**WORK ORDER:**
Please give back word for word the lines of the material below between the line containing "Spot the black collar" and the line containing "Spot the freckled", inclusive.
--- MATERIAL PROVIDED Enclosed Below ---
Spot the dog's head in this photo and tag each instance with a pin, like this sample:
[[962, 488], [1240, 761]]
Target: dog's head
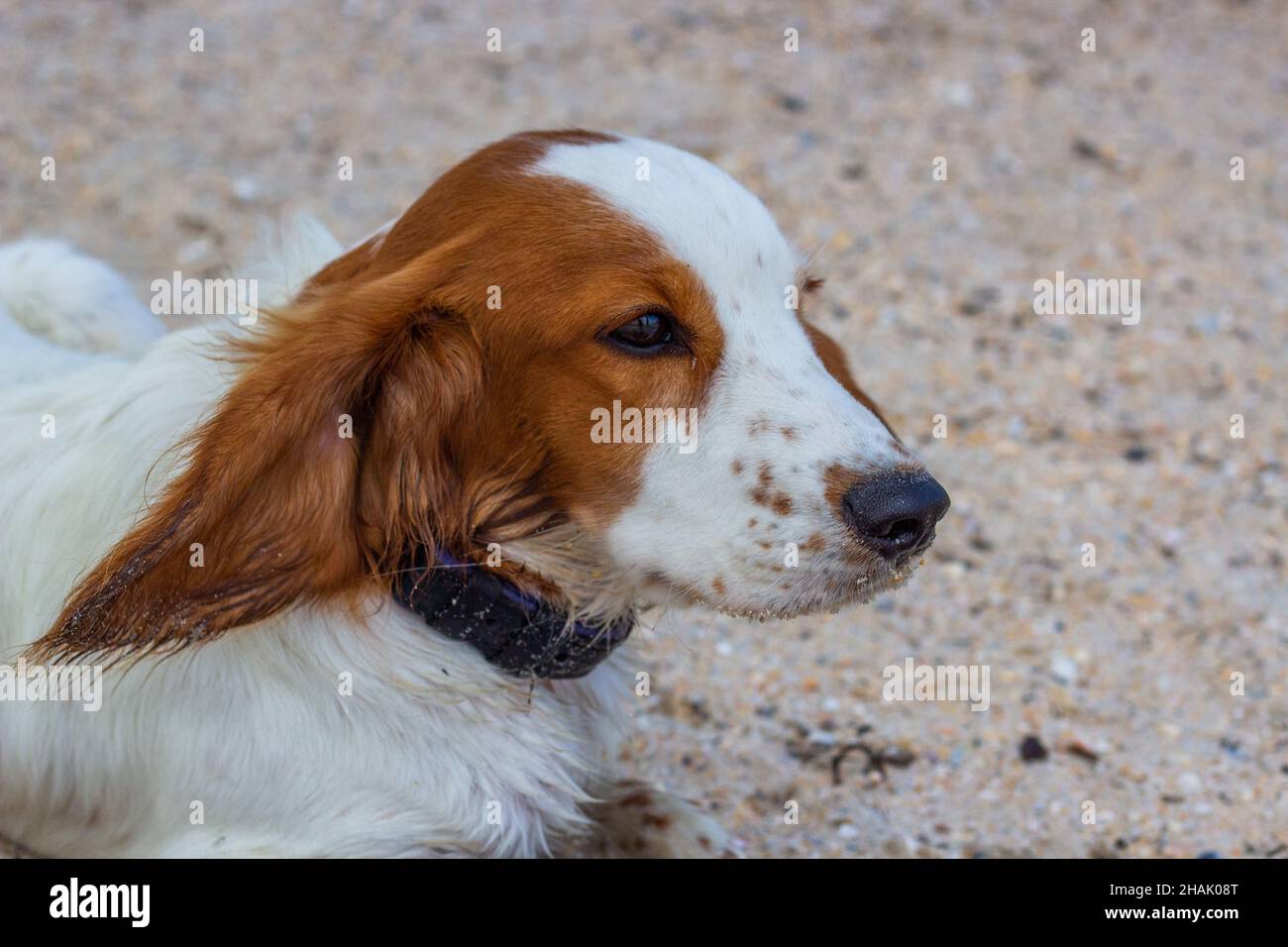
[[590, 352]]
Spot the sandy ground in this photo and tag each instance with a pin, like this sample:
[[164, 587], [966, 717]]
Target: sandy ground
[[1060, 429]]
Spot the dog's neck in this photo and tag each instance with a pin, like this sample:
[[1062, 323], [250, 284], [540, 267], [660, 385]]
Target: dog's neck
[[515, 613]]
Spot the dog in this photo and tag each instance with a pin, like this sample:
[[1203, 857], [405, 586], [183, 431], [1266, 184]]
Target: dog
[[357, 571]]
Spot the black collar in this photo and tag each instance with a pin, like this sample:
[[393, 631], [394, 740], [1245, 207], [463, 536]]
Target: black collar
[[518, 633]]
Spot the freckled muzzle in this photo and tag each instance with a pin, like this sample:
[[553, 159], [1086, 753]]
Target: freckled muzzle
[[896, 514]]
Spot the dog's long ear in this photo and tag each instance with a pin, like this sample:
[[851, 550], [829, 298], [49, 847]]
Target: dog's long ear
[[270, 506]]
--- End of Enclosed MATERIAL PROVIDED ---
--- MATERIAL PROVIDED Enclosed Below ---
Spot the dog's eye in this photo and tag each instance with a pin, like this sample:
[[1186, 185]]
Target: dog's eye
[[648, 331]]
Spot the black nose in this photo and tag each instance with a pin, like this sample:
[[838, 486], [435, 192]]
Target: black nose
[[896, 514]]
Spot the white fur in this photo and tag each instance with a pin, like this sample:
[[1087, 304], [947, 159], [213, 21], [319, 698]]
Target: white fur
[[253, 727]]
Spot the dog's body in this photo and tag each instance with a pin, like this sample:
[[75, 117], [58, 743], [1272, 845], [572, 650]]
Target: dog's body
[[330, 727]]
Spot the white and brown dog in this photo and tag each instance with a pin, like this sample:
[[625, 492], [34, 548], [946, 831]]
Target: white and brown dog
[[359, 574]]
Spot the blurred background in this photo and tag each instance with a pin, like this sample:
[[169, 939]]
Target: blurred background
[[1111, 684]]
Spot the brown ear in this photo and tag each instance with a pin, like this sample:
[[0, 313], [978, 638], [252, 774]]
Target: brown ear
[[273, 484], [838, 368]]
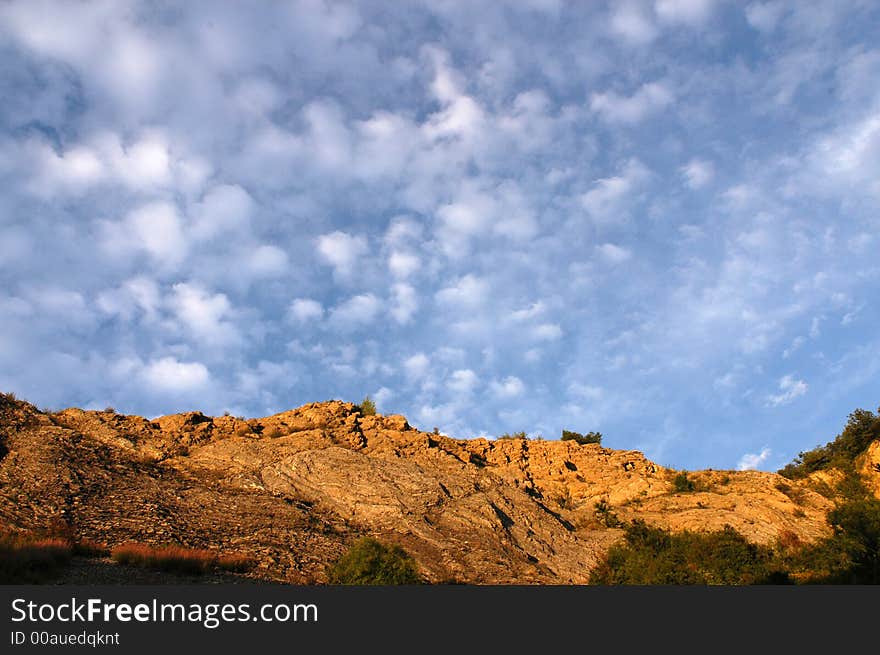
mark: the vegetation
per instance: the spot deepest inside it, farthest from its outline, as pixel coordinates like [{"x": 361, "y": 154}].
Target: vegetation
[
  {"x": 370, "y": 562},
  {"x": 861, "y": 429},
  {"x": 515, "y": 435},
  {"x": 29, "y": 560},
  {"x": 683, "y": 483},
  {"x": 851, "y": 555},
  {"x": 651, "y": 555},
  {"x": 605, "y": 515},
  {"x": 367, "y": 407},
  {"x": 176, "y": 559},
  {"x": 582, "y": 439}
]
--- End of Enclosed MATERIAL PROVIDED ---
**ANSWER BELOW:**
Spot the black collar in this photo and tag each instance with a pin, like this sample:
[[393, 631], [394, 740], [1245, 207], [463, 536]]
Target: black collar
[[518, 633]]
Spot the freckled muzzle in this photo and tag each instance with a pin, like this sample:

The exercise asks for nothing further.